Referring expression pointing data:
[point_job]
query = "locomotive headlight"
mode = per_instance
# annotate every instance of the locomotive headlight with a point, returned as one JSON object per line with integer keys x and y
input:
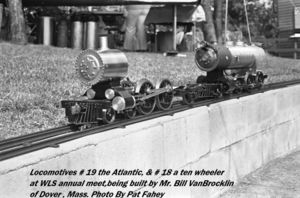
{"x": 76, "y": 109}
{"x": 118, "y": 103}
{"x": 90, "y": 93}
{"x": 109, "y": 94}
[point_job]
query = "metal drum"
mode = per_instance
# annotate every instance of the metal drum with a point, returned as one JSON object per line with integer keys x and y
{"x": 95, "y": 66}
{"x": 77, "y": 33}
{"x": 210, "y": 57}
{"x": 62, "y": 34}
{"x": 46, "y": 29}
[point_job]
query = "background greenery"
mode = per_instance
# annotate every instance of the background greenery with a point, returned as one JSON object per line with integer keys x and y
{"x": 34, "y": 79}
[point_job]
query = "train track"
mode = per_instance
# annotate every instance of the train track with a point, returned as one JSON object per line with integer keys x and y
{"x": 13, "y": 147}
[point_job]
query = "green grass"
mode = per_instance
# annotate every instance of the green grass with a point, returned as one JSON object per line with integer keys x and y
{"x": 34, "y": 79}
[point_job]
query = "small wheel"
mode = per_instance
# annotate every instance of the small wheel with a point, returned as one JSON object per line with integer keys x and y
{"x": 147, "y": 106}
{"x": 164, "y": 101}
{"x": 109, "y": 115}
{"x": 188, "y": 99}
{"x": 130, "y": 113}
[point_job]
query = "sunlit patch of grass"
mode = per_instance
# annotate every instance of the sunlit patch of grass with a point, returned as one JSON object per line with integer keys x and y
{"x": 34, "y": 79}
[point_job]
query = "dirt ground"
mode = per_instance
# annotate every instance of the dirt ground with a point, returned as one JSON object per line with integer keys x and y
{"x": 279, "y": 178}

## WHAT IS NEEDED
Word for word, repeat the lines of data above, omitting every picture.

## REPLY TO THE TASK
[point_job]
query = "locomotive headlight"
mode = per_instance
# annotate every instance of the locomotive headlight with a point, returned as one JSON object per line with integer keys x and y
input:
{"x": 76, "y": 109}
{"x": 118, "y": 103}
{"x": 90, "y": 93}
{"x": 109, "y": 94}
[point_job]
query = "metal drum"
mode = per_instance
# annotate every instance of the metal drum with a point, returned as one JSON object per line with integer keys x and y
{"x": 95, "y": 66}
{"x": 77, "y": 33}
{"x": 210, "y": 57}
{"x": 62, "y": 34}
{"x": 46, "y": 29}
[point_job]
query = "background greenery"
mode = per_instance
# annotate every instance of the background greenery with a point, returned as one JSON object per line with integer keys x and y
{"x": 34, "y": 79}
[point_job]
query = "train track"
mode = per_instance
# annotate every instance of the train track with a point, returned as one JSON object per line with integer keys x and y
{"x": 13, "y": 147}
[point_job]
query = "green grass"
mode = per_instance
# annotate every instance of the green grass with a point, returned as one JSON object per line with integer keys x and y
{"x": 34, "y": 79}
[point_job]
query = "small wheel"
mode = per_instance
# annotate every instance of the small wheel with a point, returned as one JSON object per line with integer keys x and y
{"x": 147, "y": 106}
{"x": 164, "y": 101}
{"x": 109, "y": 115}
{"x": 188, "y": 99}
{"x": 130, "y": 113}
[point_job]
query = "sunlit patch of grass"
mode = per_instance
# annotate every instance of the sunlit patch of grass with a point, returned as one JSON object per line with integer keys x and y
{"x": 34, "y": 79}
[point_job]
query = "dirt ground"
mode = per_instance
# annotate every instance of the dirt ground with a point, returned as one JSON object per line with integer keys x and y
{"x": 279, "y": 178}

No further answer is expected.